RAW DATA below:

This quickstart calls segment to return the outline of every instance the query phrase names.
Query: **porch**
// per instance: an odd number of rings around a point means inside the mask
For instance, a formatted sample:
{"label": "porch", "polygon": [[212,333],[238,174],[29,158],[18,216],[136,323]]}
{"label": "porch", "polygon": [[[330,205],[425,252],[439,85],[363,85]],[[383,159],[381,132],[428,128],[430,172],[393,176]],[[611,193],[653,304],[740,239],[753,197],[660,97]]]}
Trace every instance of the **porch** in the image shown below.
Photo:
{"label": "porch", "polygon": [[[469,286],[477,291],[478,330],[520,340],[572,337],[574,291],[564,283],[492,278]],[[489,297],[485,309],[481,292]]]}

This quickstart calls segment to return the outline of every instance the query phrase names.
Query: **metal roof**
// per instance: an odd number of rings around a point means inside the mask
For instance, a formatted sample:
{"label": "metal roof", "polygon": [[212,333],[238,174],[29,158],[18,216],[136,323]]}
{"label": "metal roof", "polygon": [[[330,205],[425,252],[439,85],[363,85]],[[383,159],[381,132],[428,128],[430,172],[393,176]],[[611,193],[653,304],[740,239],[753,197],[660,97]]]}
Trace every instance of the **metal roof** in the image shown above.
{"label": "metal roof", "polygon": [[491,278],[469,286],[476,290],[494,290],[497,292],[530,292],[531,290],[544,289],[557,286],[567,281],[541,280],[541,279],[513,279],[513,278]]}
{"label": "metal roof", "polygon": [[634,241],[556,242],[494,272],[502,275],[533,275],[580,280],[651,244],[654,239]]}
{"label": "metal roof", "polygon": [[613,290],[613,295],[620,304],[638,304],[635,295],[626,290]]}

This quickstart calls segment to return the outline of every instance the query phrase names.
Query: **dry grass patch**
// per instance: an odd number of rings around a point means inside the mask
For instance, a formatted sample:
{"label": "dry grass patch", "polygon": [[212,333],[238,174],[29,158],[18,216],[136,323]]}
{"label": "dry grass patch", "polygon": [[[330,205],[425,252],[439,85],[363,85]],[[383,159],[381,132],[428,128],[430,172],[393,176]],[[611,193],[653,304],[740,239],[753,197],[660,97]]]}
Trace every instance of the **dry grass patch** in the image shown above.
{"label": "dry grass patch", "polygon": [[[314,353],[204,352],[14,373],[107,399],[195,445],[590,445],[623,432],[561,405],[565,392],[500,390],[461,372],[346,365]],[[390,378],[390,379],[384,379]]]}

End of RAW DATA.

§ **INSTRUCTIONS FOR THE TASK**
Each record is to be retyped exactly as it appears.

§ **EXERCISE RESULT**
This quickstart calls segment to return the outline of every instance the query phrase names.
Query: **porch**
// per instance: an odd number of rings around a point means inside the mask
For instance, a formatted sample:
{"label": "porch", "polygon": [[212,333],[238,174],[29,158],[18,216],[136,323]]}
{"label": "porch", "polygon": [[[330,205],[425,252],[439,85],[363,85]],[[383,159],[381,132],[428,128],[430,172],[393,176]],[[611,193],[653,304],[740,239],[753,197],[660,97]]]}
Trace every instance of the **porch** in the image shown below.
Photo:
{"label": "porch", "polygon": [[[469,286],[477,291],[478,330],[520,340],[572,337],[574,291],[564,283],[492,278]],[[489,297],[485,309],[481,292]]]}

This quickstart calls segment to return the outline of every instance the query phrase names.
Query: **metal roof**
// per instance: an odd number of rings around a point means inside the mask
For instance, a formatted sample:
{"label": "metal roof", "polygon": [[212,333],[238,174],[29,158],[18,216],[136,323]]}
{"label": "metal roof", "polygon": [[[330,205],[425,252],[439,85],[363,85]],[[383,159],[381,132],[428,128],[430,172],[393,176]],[[611,193],[653,304],[740,239],[753,197],[660,97]]]}
Trace every instance of the **metal roof** in the image shown above.
{"label": "metal roof", "polygon": [[491,278],[469,286],[476,290],[494,290],[497,292],[530,292],[531,290],[544,289],[557,286],[567,281],[541,280],[541,279],[513,279],[513,278]]}
{"label": "metal roof", "polygon": [[634,241],[556,242],[494,272],[502,275],[533,275],[580,280],[651,244],[654,239]]}
{"label": "metal roof", "polygon": [[613,290],[613,295],[620,304],[638,304],[635,295],[626,290]]}

This quickstart calls segment to return the outline of every instance the query phrase names.
Query: **dry grass patch**
// per instance: an odd number of rings around a point means inside the mask
For instance, a formatted sample:
{"label": "dry grass patch", "polygon": [[212,333],[238,174],[29,158],[18,216],[136,323]]}
{"label": "dry grass patch", "polygon": [[[330,205],[425,252],[439,85],[363,85]],[[383,159],[381,132],[428,128],[430,172],[393,176]],[[611,193],[653,304],[740,239],[753,197],[660,97]]]}
Trace every instance of the **dry grass patch** in the image shown above.
{"label": "dry grass patch", "polygon": [[[314,353],[204,352],[14,373],[107,399],[195,445],[590,445],[623,432],[561,405],[565,392],[500,390],[461,372],[346,365]],[[390,378],[390,379],[384,379]]]}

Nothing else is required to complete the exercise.